→ Problem to solve
Copy the lines from the records word for word, starting with the line containing "Query: grasshopper head" and continuing through the line containing "column 325, row 356", both included.

→ Dataset extract
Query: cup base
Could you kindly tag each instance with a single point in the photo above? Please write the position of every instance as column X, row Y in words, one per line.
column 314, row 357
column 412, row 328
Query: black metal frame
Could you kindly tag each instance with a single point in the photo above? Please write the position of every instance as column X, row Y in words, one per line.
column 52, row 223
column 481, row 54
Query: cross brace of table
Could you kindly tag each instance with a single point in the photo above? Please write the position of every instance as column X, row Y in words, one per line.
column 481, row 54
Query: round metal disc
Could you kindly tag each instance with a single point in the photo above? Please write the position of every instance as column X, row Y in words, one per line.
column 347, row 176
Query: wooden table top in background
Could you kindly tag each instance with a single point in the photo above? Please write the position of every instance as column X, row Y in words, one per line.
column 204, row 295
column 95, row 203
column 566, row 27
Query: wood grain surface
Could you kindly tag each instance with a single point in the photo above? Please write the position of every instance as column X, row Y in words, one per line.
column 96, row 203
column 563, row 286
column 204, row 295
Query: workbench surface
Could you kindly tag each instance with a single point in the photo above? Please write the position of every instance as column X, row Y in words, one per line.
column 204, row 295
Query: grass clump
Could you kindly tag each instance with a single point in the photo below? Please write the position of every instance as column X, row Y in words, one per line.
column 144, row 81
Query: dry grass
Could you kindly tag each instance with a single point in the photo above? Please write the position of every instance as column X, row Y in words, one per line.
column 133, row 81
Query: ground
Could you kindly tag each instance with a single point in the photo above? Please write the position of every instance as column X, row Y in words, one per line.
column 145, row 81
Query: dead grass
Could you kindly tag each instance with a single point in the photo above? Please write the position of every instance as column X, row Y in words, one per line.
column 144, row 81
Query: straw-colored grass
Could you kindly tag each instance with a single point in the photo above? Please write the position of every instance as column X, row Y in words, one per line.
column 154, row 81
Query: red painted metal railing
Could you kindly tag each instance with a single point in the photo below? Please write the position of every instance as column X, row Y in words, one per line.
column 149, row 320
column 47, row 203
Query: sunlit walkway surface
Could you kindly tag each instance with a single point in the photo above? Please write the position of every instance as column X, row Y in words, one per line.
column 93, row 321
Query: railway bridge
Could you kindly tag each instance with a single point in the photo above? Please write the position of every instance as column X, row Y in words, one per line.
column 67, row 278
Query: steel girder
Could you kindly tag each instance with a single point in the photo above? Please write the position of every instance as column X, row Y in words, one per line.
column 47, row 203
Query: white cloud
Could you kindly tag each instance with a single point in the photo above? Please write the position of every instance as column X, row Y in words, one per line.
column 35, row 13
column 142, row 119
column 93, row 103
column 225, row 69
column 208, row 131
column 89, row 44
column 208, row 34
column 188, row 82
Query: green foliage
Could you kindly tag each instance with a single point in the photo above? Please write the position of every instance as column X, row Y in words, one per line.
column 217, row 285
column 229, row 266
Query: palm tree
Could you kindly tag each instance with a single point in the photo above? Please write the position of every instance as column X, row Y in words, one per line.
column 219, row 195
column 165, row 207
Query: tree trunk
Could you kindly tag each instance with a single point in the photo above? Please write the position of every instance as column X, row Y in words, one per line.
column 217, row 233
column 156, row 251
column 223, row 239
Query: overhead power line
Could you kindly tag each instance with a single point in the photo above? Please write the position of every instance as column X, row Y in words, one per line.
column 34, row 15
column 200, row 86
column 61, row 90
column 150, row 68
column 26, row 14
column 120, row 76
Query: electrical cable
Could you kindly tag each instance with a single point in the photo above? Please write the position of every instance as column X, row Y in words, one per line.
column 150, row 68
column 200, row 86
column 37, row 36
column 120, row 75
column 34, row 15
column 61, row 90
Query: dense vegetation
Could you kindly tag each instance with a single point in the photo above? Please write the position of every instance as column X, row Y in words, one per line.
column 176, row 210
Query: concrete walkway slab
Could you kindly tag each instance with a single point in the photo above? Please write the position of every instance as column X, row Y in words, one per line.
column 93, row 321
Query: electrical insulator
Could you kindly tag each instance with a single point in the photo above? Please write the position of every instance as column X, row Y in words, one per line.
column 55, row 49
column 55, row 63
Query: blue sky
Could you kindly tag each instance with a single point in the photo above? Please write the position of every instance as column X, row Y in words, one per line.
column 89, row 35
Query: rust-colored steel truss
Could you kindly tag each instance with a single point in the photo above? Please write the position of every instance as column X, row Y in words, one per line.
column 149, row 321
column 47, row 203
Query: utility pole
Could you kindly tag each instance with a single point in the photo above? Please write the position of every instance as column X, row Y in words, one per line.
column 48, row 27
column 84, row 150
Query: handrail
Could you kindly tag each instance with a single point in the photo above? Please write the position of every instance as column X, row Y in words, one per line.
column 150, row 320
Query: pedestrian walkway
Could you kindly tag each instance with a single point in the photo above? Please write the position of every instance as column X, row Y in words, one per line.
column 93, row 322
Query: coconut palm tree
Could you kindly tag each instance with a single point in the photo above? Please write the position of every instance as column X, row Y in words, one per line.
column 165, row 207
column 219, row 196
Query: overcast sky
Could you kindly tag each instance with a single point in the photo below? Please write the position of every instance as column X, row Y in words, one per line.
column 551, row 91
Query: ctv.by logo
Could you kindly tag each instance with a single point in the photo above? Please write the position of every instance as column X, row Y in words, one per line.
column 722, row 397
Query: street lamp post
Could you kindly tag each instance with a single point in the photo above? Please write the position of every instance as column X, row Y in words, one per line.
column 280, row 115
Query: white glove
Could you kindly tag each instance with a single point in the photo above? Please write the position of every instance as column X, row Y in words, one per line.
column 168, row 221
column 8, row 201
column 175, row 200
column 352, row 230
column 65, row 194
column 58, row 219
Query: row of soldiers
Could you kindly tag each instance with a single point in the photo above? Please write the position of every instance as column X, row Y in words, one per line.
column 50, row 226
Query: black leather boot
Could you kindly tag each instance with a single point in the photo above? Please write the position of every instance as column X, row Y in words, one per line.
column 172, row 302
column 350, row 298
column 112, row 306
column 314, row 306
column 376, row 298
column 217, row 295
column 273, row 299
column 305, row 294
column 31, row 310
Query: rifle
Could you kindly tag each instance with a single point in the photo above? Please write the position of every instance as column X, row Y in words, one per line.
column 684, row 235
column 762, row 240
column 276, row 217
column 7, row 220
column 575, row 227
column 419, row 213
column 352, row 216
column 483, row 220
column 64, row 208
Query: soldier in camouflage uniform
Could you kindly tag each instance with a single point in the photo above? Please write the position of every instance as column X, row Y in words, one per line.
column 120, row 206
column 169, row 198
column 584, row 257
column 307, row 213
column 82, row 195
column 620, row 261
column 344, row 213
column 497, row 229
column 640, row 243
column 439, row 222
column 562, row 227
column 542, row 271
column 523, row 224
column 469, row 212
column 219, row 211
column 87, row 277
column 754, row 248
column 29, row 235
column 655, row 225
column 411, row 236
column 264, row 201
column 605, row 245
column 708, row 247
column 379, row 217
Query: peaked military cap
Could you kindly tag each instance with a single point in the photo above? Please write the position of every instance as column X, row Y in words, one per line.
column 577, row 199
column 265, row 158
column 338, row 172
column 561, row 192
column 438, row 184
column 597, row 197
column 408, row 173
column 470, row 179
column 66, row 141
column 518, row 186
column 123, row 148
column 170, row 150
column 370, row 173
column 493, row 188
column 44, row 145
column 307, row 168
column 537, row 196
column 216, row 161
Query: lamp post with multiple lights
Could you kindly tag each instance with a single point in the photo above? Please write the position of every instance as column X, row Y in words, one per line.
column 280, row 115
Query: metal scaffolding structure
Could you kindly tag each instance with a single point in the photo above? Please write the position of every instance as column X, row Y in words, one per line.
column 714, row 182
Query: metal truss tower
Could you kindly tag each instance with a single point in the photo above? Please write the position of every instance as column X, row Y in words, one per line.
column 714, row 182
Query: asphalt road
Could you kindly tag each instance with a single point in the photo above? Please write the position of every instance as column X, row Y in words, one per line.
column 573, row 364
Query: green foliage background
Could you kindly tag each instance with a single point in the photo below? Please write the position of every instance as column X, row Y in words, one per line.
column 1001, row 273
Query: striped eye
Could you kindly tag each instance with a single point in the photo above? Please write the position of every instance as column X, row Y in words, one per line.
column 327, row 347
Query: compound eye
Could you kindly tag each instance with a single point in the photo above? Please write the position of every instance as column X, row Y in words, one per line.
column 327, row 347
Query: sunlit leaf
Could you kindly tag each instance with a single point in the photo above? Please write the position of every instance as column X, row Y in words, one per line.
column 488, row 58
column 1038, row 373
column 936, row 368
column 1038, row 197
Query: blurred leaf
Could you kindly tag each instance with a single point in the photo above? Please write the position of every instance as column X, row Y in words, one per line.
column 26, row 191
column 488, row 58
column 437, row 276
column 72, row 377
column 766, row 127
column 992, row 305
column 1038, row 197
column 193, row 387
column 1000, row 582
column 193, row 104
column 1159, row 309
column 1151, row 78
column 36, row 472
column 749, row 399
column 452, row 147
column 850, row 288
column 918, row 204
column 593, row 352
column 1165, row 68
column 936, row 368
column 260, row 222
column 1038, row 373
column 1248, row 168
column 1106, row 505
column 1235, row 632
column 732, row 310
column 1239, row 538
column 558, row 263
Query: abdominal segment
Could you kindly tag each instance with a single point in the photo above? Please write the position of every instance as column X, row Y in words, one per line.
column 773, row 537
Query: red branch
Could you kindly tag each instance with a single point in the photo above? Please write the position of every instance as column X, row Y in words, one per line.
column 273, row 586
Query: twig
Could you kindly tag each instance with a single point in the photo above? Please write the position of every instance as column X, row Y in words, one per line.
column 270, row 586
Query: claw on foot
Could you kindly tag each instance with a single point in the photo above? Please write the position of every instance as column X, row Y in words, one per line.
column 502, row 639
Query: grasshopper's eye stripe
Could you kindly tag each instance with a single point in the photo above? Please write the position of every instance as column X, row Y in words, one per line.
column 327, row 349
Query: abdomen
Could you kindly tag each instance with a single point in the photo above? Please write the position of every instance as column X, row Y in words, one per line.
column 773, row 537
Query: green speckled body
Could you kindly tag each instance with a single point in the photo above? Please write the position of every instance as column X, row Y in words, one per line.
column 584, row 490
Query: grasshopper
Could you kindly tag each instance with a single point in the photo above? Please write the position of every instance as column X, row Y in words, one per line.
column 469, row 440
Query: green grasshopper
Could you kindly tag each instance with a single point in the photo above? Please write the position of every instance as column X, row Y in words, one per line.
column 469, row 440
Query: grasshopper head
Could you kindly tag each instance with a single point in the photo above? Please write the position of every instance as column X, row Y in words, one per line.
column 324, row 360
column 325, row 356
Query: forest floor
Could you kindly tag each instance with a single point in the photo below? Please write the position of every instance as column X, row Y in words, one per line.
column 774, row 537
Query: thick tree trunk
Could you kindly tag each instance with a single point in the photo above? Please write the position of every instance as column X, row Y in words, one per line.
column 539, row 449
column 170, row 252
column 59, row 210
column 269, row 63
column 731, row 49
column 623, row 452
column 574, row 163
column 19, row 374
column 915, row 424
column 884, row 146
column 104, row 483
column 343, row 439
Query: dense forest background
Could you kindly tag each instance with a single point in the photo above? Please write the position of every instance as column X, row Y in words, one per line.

→ Solution to this problem
Query: grasshopper head
Could you kindly tag each instance with a single point in the photo above? Please write the position of every instance as column X, row Y in words, one per line.
column 324, row 360
column 325, row 356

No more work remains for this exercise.